Alıntı:

--

Cevap: Ahireti kazanmak için, dünyayı yani haramları, mekruhları terk etmek lazımdır. Dünyayı terk etmek, iki türlüdür:
Birincisi, bütün haram olan şeylerle beraber, mubahları da yani günah olmayan lezzetlerin çoğunu da bırakıp, yaşamak için zaruri olan miktarını kullanmaktır. Tembel ve işsiz olarak oturup da, dünyanın zevk, keyif ve eğlencelerine dalmak yolunu bırakarak, her türlü zevk ve lezzetinden vazgeçip, bütün zamanını, ibadetle, Müslümanların rahatları ve İslâm dinini bilmeyenlerin, doğru yola kavuşmaları için lazım olan ilmi ve teknik usulleri, vasıtaları, en ileri, en üstün şekilde yapmak ve kullanmakla geçirmek, böylece durmadan çalışmaktır. Dünya zevkini böyle çalışmakta aramak ve bulmaktır. Eshâb-ı kiramın hepsi ve din büyüklerinin çoğu, hep böyle idi. Dünyayı, bu şekilde terk etmek, çok faydalıdır. Bundan maksat, İslâmiyetin emrettiği şeyleri yapmak için, bütün rahatı ve zevkleri feda etmektir.
İkincisi, dünyada haram ve şüpheli şeylerden kaçıp mubahları kullanmaktır. Bu kısım da, ahir zamanda, çok kıymetlidir. Bu sebeple, İslâmiyetin haram ettiği şeylerden kaçınmak, her Müslüman için lazımdır. Hadîs-i şerifte;
(Yalnız dünya için çalışana, yalnız kaderinde olan kadar gelir. İşleri karışık, üzüntüsü çok olur) buyuruldu.

--

Konum işaretleme veri kümesi alıntıları:
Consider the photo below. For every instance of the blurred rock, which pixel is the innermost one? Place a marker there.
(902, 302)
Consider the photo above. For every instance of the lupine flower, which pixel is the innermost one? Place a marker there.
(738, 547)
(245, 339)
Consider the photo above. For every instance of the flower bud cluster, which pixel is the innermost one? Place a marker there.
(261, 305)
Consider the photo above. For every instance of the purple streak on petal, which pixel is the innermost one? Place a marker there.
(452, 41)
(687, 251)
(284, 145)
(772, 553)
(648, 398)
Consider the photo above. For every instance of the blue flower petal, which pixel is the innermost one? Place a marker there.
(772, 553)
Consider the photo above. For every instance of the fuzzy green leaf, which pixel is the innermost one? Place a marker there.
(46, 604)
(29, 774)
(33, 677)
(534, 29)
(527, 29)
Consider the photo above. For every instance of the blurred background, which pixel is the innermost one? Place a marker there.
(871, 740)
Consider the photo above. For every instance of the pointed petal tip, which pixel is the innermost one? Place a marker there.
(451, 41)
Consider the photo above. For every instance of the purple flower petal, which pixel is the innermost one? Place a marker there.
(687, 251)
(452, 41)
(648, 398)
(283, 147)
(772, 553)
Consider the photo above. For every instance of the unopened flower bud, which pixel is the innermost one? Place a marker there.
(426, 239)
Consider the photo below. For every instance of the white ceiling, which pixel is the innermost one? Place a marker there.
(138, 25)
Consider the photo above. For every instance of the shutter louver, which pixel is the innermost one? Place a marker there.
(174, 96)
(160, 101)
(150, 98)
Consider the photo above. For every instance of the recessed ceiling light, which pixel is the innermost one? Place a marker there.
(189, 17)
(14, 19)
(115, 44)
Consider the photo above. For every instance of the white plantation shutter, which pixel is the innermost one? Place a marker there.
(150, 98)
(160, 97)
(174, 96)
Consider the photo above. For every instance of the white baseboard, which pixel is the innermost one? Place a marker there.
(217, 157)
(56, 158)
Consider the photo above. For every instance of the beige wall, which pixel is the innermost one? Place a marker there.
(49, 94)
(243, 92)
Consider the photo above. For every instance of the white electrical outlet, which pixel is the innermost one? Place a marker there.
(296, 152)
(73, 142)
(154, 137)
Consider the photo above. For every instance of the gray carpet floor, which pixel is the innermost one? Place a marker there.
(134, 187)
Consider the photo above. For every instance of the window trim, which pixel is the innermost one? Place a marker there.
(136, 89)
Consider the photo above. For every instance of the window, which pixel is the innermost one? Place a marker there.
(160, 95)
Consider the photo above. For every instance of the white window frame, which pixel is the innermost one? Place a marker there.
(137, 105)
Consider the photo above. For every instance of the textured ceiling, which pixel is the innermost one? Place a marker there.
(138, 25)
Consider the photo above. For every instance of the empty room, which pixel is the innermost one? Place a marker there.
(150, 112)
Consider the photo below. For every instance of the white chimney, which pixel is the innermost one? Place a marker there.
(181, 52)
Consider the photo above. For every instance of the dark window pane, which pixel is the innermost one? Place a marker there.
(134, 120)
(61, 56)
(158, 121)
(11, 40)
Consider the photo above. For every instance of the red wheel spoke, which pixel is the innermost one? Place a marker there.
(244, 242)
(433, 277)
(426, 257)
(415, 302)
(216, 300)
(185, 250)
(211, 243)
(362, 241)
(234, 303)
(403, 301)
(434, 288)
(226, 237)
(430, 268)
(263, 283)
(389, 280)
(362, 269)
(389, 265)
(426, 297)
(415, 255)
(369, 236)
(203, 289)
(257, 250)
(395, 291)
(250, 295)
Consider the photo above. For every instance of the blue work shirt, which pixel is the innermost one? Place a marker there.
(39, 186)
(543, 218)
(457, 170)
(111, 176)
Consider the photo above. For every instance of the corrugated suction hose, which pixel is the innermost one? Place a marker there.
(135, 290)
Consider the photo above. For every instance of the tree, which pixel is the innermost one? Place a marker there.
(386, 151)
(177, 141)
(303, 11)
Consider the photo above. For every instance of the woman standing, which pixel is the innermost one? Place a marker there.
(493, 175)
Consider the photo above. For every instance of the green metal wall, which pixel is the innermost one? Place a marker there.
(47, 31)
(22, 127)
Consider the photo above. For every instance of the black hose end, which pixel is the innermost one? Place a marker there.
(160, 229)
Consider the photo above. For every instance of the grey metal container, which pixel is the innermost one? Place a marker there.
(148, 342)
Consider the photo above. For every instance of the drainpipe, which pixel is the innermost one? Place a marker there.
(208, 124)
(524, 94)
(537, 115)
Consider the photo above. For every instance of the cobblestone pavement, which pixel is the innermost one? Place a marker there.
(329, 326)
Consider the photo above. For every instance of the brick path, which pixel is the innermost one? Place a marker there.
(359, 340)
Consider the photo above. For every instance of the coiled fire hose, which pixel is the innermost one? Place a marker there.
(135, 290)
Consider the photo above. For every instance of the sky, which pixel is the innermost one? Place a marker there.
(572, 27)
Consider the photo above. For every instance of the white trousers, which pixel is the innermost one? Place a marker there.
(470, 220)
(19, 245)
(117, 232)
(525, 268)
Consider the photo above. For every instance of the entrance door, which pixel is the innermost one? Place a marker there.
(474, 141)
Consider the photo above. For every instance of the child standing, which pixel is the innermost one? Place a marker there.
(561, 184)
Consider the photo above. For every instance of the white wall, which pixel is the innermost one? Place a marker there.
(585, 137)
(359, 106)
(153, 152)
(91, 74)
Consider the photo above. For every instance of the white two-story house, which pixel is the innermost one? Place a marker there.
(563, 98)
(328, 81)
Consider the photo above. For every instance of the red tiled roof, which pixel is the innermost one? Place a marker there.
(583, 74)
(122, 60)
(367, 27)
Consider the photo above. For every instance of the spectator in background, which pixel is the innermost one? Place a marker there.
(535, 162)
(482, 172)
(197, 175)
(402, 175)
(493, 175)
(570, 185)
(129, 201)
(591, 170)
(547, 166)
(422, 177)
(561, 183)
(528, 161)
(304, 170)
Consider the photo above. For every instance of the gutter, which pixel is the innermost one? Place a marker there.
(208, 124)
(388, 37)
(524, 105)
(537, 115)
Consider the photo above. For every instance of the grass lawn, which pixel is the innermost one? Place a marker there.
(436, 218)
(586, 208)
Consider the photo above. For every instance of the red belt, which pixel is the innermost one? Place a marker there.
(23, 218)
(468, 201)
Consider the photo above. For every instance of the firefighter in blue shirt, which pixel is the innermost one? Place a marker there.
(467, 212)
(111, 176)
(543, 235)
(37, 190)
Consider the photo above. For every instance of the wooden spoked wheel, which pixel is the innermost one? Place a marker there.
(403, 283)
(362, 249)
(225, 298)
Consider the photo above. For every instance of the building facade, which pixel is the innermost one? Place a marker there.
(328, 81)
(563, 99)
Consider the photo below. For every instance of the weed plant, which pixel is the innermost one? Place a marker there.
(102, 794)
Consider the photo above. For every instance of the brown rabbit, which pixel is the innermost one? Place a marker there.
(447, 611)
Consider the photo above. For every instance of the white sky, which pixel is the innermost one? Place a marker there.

--

Verilen görev 1: Alıntıda "İkincisi, dünyada haram" sözlerinden "çok olur) buyuruldu." sözlerine kadar her şeyi olduğu gibi tekrarlayın.
Verilen görev 2: Alıntıda "Birincisi, bütün haram" diye başlayan paragrafı, ana bilgilerini koruyarak madde listesi hâlinde yeniden yazın.

Beklenen çıktı 1:
İkincisi, dünyada haram ve şüpheli şeylerden kaçıp mubahları kullanmaktır. Bu kısım da, ahir zamanda, çok kıymetlidir. Bu sebeple, İslâmiyetin haram ettiği şeylerden kaçınmak, her Müslüman için lazımdır. Hadîs-i şerifte;
(Yalnız dünya için çalışana, yalnız kaderinde olan kadar gelir. İşleri karışık, üzüntüsü çok olur) buyuruldu.

Beklenen çıktı 2:
- Dünyayı terk etmenin birinci türü, bütün haramlarla birlikte mubahların, yani günah olmayan lezzetlerin çoğunu da bırakmaktır. Kişi bunlardan yalnızca yaşamak için zaruri olan miktarı kullanır.
- Tembel ve işsiz oturup dünyanın zevk ve eğlencelerine dalmak bırakılır.
- Bütün zaman ibadetle geçirilir. Müslümanların rahatı ve İslâm dinini bilmeyenlerin doğru yola kavuşması için gereken ilim, teknik usul ve vasıtalar en ileri şekilde yapılıp kullanılır. Böylece durmadan çalışılır.
- Dünya zevki bu çalışmada aranır ve bulunur.
- Eshâb-ı kiramın hepsi ve din büyüklerinin çoğu böyleydi.
- Dünyayı bu şekilde terk etmek çok faydalıdır. Amaç, İslâmiyetin emrettiklerini yapmak için bütün rahat ve zevkleri feda etmektir.